Problem details: Transcribe every entry word for word, but skip the images.

Extracted entries:
<<<<

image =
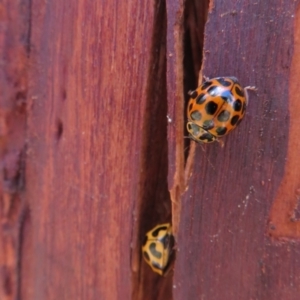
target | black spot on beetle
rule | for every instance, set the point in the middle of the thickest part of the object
(157, 266)
(196, 115)
(146, 256)
(237, 105)
(208, 124)
(221, 130)
(214, 90)
(227, 96)
(201, 98)
(205, 85)
(239, 91)
(193, 94)
(234, 120)
(211, 107)
(239, 121)
(223, 81)
(223, 116)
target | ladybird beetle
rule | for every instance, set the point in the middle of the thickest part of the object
(215, 108)
(157, 248)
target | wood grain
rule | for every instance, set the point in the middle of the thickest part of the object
(88, 101)
(224, 251)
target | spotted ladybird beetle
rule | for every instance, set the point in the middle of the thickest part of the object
(157, 248)
(215, 108)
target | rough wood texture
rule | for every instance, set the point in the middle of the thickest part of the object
(88, 85)
(95, 157)
(224, 242)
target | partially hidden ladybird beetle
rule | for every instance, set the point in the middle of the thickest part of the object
(157, 248)
(215, 108)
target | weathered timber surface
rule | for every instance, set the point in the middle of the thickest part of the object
(14, 47)
(239, 234)
(92, 113)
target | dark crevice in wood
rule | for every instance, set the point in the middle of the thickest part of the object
(195, 17)
(154, 205)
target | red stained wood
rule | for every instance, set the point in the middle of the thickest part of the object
(88, 101)
(92, 118)
(224, 247)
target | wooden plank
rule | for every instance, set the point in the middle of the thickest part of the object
(14, 50)
(88, 83)
(224, 247)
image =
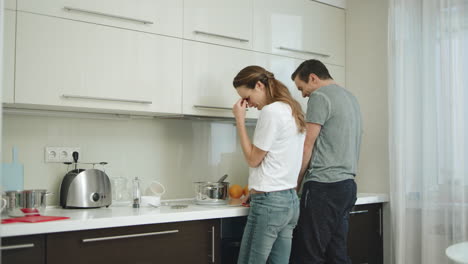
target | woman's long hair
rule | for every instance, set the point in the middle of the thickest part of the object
(276, 91)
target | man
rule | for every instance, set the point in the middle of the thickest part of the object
(329, 165)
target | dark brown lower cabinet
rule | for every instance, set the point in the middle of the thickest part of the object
(181, 242)
(23, 250)
(365, 237)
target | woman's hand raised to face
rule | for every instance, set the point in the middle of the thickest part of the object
(239, 108)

>>>>

Output:
image =
target | black spot on beetle
rule | for every instance, set the point in the middle of the thickest part of the object
(157, 266)
(196, 115)
(146, 256)
(237, 105)
(208, 124)
(221, 130)
(214, 90)
(227, 96)
(201, 98)
(205, 85)
(239, 91)
(193, 94)
(234, 120)
(211, 107)
(239, 121)
(223, 81)
(223, 116)
target | ladybird beetle
rule | for every instance, set the point in the middle of the thickest part of the object
(215, 108)
(157, 248)
target | wood grain
rule | for every instance, set the point in the middle of the thickest part of the object
(88, 101)
(224, 251)
target | spotted ladybird beetle
rule | for every instance, set the point in the middle of the thickest part of the object
(157, 248)
(215, 108)
target | rough wood texture
rule | for every instance, set the point in the middle of the thickest part of the object
(88, 85)
(95, 157)
(224, 242)
target | partially hidden ladybird beetle
rule | for every instance, set the point in the middle of the thickest part of the object
(157, 248)
(215, 108)
target | weathered timber surface
rule | for every instance, set the point in the middle of the thickest part of the object
(14, 47)
(239, 234)
(92, 113)
target | dark crevice in wood
rule | for every instance, set the point in the middle of the thickest part of the object
(195, 17)
(154, 205)
target | red stained wood
rule | for every instance, set the point in the middle of the thickest part of the object
(88, 101)
(92, 118)
(224, 247)
target | wooden plank
rule | for every instance, set the point in the middle of the thickest part of the object
(14, 50)
(88, 83)
(224, 247)
image =
target | woman's long hair
rule | for every instance, set the point in the middle of the thickest part of the object
(276, 91)
target | man
rule | for every instance, set the point in the middle of the thickest part of the object
(329, 165)
target | dark brown lower cabinet
rule | for every instance, set the point in the middle of the thickest part of the object
(181, 242)
(23, 250)
(365, 237)
target | woman's hand raised to face
rule | for every instance, set the point in the middle of the thickest part of the object
(239, 108)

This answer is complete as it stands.